Information given ▸
━━━

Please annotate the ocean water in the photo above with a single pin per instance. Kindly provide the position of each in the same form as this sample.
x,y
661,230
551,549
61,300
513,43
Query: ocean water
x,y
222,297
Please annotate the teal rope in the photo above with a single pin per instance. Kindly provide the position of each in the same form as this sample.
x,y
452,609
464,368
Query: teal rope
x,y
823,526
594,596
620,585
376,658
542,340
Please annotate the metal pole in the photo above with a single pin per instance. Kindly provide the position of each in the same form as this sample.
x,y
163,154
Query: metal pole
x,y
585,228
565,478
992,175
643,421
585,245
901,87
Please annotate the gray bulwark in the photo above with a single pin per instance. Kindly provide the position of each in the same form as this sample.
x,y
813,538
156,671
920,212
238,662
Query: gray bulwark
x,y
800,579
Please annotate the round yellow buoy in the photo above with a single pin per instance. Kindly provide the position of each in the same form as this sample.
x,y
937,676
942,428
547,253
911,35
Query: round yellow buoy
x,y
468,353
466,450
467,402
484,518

━━━

Direction ▸
Rewrite all the lines above, changing every "single pin" to "single marker" and leaving everything else the same.

Worked solution ▸
Please annotate the ocean water in the photo above with a single marker per instance. Kindly provide the position of each in the same form as this sample.
x,y
661,230
551,549
61,300
513,43
Query: ocean water
x,y
222,297
Please annotate the teal rope in the photo above with a single marker per instance. Kindly provide the position of each in the same form as this sample.
x,y
452,609
464,368
Query: teal rope
x,y
823,526
594,596
620,585
376,658
542,340
Please annotate the metal pole in the photo above with a single marker per instance. Kindly provide the position of each in the same form as this sample.
x,y
163,154
Query: metal pole
x,y
585,228
565,478
992,175
643,421
585,245
901,87
Please annotate the gray bulwark in the photo above with a single marker per instance. Kindly provide the position of each in the same form as this sample.
x,y
813,538
156,671
920,212
238,662
Query: gray bulwark
x,y
800,579
Please annotate the round yellow buoy in the photo above with a single marker per instance. Kindly provide the position of each in the same form as this sample.
x,y
937,676
942,428
547,253
911,35
Query: round yellow buoy
x,y
468,353
466,450
467,402
484,518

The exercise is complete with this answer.